Description of the task →
Reproduce every one of the records below word for word, omitting the pictures.

Data section →
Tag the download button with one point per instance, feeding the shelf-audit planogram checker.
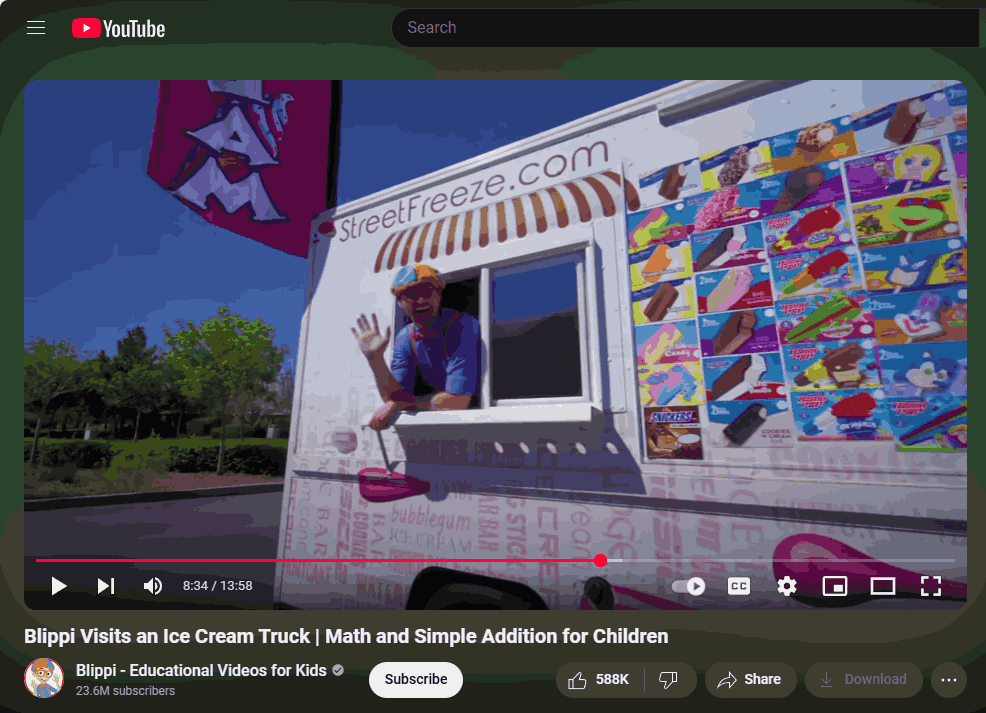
(864, 680)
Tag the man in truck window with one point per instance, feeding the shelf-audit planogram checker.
(436, 359)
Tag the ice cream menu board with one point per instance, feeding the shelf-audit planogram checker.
(816, 291)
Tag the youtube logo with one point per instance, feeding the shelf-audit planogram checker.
(86, 27)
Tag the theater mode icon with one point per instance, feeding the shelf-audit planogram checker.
(835, 586)
(883, 586)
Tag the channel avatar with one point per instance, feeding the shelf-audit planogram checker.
(43, 678)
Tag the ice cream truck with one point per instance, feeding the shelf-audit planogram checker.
(723, 344)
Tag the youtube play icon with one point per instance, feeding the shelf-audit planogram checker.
(86, 27)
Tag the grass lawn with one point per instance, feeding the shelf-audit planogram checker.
(146, 465)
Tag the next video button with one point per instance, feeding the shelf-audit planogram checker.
(404, 679)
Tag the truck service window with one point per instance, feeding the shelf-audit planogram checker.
(536, 349)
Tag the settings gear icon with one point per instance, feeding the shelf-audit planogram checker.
(787, 586)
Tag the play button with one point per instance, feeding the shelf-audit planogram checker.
(696, 586)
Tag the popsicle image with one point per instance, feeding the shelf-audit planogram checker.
(642, 234)
(813, 374)
(922, 321)
(734, 333)
(732, 247)
(730, 290)
(733, 170)
(816, 137)
(825, 265)
(658, 306)
(824, 218)
(676, 381)
(917, 214)
(822, 422)
(716, 249)
(904, 122)
(661, 260)
(654, 348)
(938, 424)
(842, 365)
(838, 309)
(740, 378)
(858, 406)
(799, 184)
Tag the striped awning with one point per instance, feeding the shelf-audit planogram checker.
(580, 201)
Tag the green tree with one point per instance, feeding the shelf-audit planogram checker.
(224, 356)
(138, 388)
(50, 371)
(134, 380)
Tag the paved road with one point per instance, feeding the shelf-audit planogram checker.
(233, 526)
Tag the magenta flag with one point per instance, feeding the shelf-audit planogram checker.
(249, 156)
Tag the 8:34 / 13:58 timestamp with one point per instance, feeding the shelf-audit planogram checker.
(225, 585)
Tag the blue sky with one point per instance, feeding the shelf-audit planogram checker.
(106, 249)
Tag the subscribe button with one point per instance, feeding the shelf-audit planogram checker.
(415, 679)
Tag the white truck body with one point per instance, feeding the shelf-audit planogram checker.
(570, 477)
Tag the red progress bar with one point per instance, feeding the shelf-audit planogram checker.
(598, 560)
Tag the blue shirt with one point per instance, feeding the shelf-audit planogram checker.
(448, 355)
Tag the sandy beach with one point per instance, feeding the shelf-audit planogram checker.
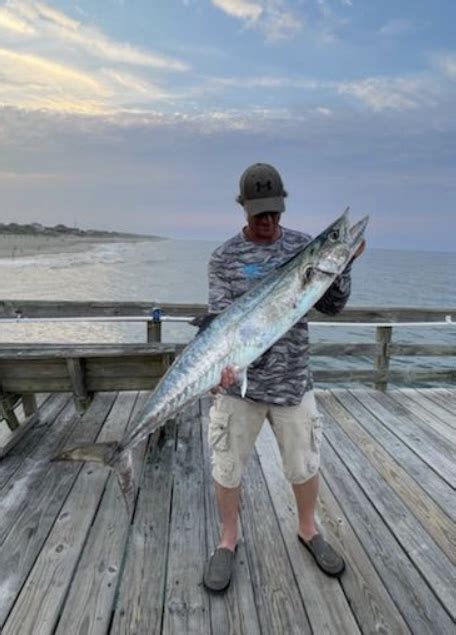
(21, 245)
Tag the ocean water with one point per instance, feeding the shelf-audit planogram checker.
(175, 271)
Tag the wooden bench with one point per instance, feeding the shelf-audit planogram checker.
(28, 369)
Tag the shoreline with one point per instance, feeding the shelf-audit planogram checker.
(14, 246)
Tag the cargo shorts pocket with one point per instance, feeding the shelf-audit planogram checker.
(317, 433)
(219, 431)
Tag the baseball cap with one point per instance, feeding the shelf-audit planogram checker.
(261, 190)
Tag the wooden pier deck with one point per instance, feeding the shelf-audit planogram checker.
(72, 561)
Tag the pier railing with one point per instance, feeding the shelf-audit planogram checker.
(384, 320)
(83, 369)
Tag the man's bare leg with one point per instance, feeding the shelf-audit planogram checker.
(306, 495)
(228, 499)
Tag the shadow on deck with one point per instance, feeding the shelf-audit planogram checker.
(71, 561)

Correct response →
Tag the download button with one point per instance, feeding the shelf-audit planogram checker.
(864, 680)
Tag the man in truck window with one point per instance, feeding the shelf-audit planogram checker.
(436, 359)
Tag the ice cream menu board with one point per instance, feeding the shelf-audit planogram checker.
(816, 291)
Tag the youtube logo with one point per instance, feeding the shelf-audit planogram checker.
(86, 27)
Tag the theater mode icon with one point per instance, feeding the shelf-audit planogram checker.
(835, 586)
(883, 586)
Tag the channel avatar with one point per instance, feeding the shelf-audit planogram checker.
(43, 678)
Tag the ice cream truck with one point per instance, feeding the shelf-audit planogram checker.
(723, 344)
Tag the youtube play icon with one point per instance, feeding the shelf-audit planogram checker.
(86, 27)
Tag the grass lawn with one point per instance, feeding the shelf-audit planogram checker.
(146, 465)
Tag the next video button with one point per instance, feeding the shelf-audit planogram checker.
(404, 679)
Tag the truck service window with one point per instance, feeding the shelf-audit planogram checker.
(536, 349)
Tag the settings gear icon with one point per instance, feeding the shelf-audit planogram checker.
(787, 586)
Tag the play button with one point per instance, feeding the shelf-audit planogram checker.
(696, 586)
Tag the popsicle image with one point per instance, feeding the shelf-audit planogram checker.
(642, 234)
(813, 374)
(922, 321)
(734, 333)
(732, 247)
(730, 290)
(733, 170)
(816, 137)
(825, 265)
(658, 306)
(824, 218)
(676, 381)
(917, 214)
(822, 422)
(716, 249)
(904, 122)
(661, 260)
(654, 348)
(938, 424)
(842, 365)
(838, 309)
(740, 378)
(858, 406)
(799, 184)
Tag the striped awning with one point per instance, feeding the shelf-audit planogram checker.
(580, 201)
Tag the green tree with one point per instance, feeding the shelf-audit planogram checker.
(224, 356)
(138, 388)
(50, 371)
(134, 380)
Tag the paved road with one point per instance, feeding the shelf-audit planogram checker.
(233, 526)
Tag the magenta flag with one point per instance, feeding the shelf-audit planogram checker.
(249, 156)
Tag the 8:34 / 13:58 timestamp with one point per instance, feeding the shelf-audit planogram checker.
(225, 585)
Tag the blue sky with one point per instance, feeding the shelf-audit planogram checker.
(106, 249)
Tag the subscribe button with one point per instance, feeding the shelf-audit planogram checker.
(415, 679)
Tag the white truck body with one point per instance, feeding the shelf-audit planogram checker.
(570, 477)
Tag the red progress bar with one point per instance, feeding the shelf-audit planogram checker.
(598, 560)
Tag the blue shirt with one point per instance, feeding the shelf-audit planogram checker.
(448, 355)
Tag the sandy beach with one point per instance, feeding the shelf-audit planogram checker.
(21, 245)
Tag the ocean water with one point per instance, feeding the shelf-audit planogram checker.
(175, 271)
Tag the wooden bench with one point per instance, feeding the shelf-audit planogram checker.
(28, 369)
Tag the shoreline with one point per instance, feeding the shelf-audit planogram checker.
(14, 246)
Tag the cargo shorts pocket with one point per instance, feeding the shelf-audit planogram checker.
(317, 433)
(219, 431)
Tag the baseball cap with one point per instance, feeding the shelf-audit planogram checker.
(261, 190)
Tag the wooden pier deck with one point per instance, feeding the shelf-audit planogram checker.
(72, 561)
Tag the pier railing with one point per instance, feeding the shelf-audit planogram checker.
(384, 320)
(83, 369)
Tag the man's bare leg with one point per instance, feeding the shelf-audit planogram checker.
(306, 495)
(228, 499)
Tag the shadow on deck with one point per instance, feeding the shelf-audit planogram checker.
(71, 561)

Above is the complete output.